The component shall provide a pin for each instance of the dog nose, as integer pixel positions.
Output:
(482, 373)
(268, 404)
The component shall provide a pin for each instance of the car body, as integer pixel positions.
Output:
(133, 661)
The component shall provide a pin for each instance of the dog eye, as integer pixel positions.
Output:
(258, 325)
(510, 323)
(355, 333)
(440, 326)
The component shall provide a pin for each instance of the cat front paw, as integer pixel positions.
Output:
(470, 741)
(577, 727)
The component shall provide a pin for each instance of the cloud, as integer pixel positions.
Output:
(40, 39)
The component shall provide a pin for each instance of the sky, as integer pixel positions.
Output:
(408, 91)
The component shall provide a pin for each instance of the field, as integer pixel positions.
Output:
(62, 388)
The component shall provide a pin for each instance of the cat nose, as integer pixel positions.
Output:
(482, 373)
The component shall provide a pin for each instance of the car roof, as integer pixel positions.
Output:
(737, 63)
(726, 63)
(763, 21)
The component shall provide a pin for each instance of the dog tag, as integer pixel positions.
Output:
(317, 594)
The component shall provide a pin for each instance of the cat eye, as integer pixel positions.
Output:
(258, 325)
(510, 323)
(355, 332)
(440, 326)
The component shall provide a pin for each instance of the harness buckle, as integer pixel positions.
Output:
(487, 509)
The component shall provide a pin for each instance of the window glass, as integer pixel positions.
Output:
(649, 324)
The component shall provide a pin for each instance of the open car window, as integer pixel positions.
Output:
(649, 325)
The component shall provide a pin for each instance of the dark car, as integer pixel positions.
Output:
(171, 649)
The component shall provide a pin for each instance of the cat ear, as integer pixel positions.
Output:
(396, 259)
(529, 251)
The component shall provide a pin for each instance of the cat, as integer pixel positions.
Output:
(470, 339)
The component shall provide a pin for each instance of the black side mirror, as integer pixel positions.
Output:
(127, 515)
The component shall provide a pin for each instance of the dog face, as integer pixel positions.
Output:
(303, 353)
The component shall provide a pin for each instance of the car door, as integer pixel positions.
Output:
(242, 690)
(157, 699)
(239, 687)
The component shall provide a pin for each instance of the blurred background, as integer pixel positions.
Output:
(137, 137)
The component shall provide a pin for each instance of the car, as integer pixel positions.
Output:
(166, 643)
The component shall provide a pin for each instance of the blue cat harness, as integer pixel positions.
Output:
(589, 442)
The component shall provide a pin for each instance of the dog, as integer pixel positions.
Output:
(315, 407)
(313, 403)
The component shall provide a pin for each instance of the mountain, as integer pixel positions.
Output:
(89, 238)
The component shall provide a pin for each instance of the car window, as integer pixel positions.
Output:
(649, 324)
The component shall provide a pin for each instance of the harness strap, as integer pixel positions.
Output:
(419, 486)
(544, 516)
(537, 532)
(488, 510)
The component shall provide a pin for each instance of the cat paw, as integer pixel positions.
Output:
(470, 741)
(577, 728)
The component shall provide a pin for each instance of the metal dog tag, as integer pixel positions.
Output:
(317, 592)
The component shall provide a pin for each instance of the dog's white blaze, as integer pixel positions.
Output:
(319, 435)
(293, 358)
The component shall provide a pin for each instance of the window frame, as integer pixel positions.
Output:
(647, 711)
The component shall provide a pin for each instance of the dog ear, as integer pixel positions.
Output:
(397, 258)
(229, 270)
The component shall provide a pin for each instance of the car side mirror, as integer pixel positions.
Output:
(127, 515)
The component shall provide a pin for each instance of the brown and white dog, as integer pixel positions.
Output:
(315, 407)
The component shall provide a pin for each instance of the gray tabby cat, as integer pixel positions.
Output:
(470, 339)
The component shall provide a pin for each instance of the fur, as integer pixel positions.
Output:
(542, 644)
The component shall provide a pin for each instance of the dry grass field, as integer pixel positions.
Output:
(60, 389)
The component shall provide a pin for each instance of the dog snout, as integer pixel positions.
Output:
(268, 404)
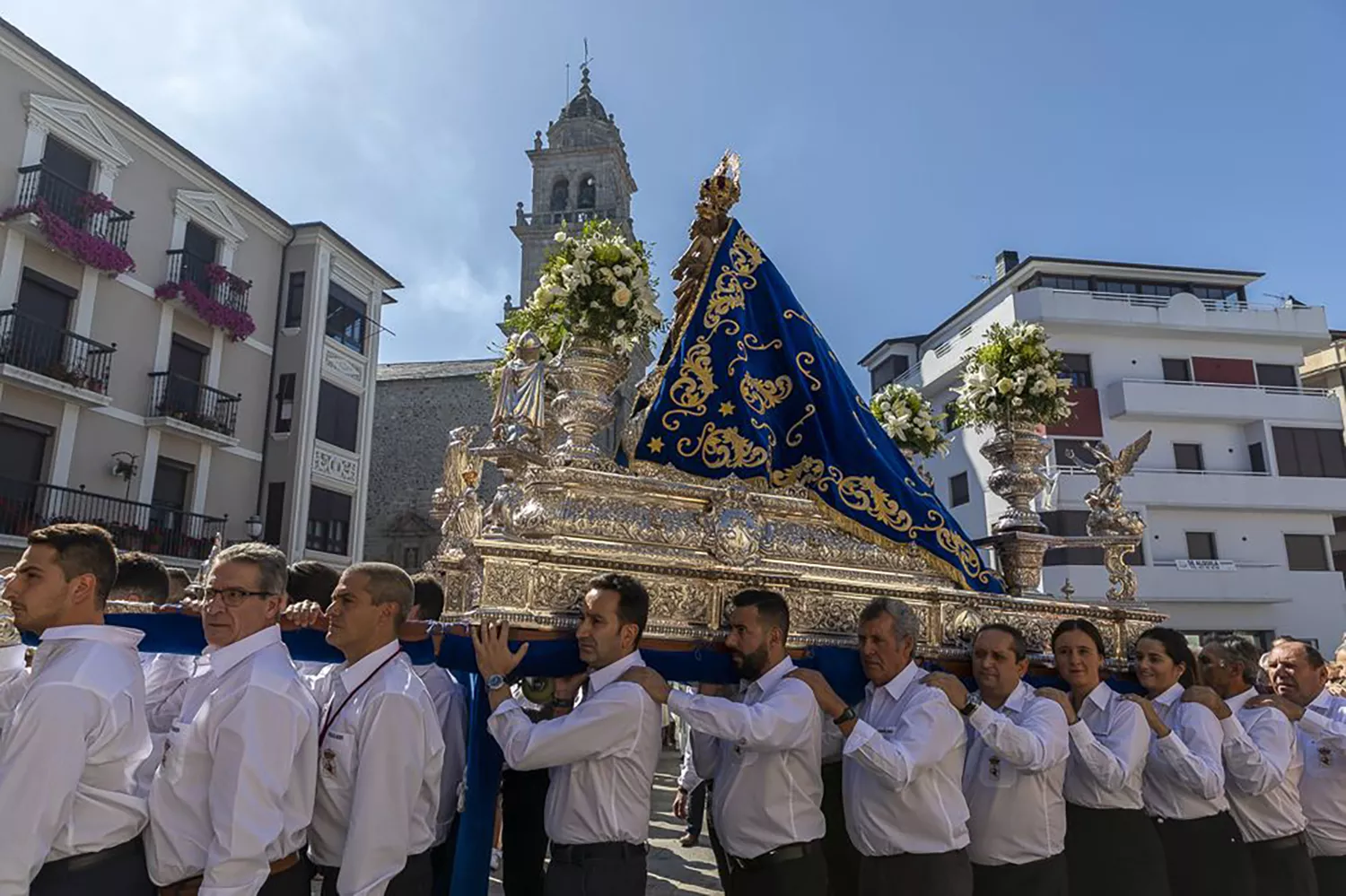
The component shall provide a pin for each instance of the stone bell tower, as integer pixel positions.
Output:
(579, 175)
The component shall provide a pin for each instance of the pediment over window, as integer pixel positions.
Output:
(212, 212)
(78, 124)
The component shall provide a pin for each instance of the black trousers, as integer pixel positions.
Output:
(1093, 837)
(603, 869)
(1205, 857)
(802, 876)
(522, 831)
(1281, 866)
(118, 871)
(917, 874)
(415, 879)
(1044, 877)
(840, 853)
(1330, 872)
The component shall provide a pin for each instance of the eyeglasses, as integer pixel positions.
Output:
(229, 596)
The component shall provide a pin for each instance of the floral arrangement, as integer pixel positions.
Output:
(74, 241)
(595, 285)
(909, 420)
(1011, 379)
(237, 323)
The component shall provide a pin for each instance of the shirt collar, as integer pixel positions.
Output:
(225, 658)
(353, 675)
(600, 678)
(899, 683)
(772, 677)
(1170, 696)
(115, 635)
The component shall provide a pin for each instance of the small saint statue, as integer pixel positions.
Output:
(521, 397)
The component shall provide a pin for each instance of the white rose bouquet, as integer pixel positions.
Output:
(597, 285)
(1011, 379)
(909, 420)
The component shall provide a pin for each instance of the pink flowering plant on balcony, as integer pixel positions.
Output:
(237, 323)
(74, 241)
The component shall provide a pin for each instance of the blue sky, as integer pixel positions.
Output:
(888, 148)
========
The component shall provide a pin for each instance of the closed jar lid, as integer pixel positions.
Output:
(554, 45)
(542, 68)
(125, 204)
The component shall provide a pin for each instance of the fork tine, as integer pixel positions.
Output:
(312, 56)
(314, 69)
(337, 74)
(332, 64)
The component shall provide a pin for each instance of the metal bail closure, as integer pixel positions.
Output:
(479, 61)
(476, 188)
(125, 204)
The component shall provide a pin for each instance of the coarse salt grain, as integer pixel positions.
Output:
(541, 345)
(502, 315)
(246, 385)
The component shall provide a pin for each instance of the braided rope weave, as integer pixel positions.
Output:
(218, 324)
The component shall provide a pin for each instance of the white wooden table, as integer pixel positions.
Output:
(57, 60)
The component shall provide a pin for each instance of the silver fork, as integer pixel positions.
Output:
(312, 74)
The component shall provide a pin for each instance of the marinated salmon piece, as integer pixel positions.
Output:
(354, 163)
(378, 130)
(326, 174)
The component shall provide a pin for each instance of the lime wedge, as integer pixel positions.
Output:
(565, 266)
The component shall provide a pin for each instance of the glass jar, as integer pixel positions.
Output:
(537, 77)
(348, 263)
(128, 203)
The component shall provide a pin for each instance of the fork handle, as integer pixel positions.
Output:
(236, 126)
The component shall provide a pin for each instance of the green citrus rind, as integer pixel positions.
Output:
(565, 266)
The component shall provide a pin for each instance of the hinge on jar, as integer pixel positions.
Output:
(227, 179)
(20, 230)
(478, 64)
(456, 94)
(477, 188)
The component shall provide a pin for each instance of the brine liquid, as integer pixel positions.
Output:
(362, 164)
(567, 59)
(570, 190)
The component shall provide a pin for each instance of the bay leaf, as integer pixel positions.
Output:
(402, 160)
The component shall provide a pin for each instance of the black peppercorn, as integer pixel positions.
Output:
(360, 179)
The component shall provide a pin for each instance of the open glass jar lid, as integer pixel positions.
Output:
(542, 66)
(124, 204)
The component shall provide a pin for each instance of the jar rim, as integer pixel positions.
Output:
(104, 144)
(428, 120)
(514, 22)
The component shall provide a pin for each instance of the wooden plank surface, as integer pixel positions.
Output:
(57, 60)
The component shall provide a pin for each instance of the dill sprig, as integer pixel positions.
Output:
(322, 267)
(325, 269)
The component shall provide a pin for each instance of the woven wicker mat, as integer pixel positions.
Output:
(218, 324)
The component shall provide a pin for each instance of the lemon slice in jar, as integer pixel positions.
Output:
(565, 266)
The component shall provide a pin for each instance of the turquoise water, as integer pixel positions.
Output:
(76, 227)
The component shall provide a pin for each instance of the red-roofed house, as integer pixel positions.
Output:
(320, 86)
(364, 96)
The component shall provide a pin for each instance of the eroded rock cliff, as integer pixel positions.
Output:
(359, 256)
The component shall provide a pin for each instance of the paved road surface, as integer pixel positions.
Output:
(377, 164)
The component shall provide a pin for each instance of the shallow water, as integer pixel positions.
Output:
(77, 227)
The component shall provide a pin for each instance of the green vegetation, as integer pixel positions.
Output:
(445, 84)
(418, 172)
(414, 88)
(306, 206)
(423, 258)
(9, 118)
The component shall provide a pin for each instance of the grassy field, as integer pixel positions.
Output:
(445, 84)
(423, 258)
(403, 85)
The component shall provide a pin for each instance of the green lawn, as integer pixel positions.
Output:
========
From the records above, give again exactly the lines running from the line with "the sky, as integer pixel positions." to the line with "dog face, as integer pixel positions.", inclusive.

The component shall provide a pin for each instance of the sky, as integer pixel positions.
Output:
(408, 91)
The component shall provide a pin for each instance of the field, as integer pixel positions.
Output:
(62, 388)
The component shall provide a pin for each instance of the cat nose, as integer pixel positions.
Output:
(482, 373)
The component shall provide a pin for each instance of the car roof, as integer pixel positions.
Output:
(737, 63)
(726, 63)
(763, 21)
The component shall provide a pin for each instance of the dog tag, as integer pixel positions.
Output:
(317, 594)
The component shall provide a pin for each instance of the cat eye, as integer pixel positions.
Output:
(258, 325)
(510, 323)
(355, 332)
(440, 326)
The component shall provide a pin for each instance of the harness buckle, as integer pixel positions.
Output:
(487, 509)
The component shall provide a pin for each instance of the window glass, as integer pixel positions.
Output:
(649, 324)
The component shall provide a pin for each instance of the open car window, as integer pixel positions.
Output:
(649, 325)
The component shall provide a pin for each instance of the dark car, as integer pixel positions.
Output:
(171, 649)
The component shall provide a pin for each instance of the cat ear, as integer pixel positions.
Output:
(396, 259)
(529, 251)
The component shall provide a pin for each instance of the cat, as integer pixel positions.
Output:
(470, 339)
The component shall provide a pin for each instance of the black side mirror, as integer pixel positions.
Output:
(127, 515)
The component shall provide a pin for each instance of the dog face, as integer pixel positions.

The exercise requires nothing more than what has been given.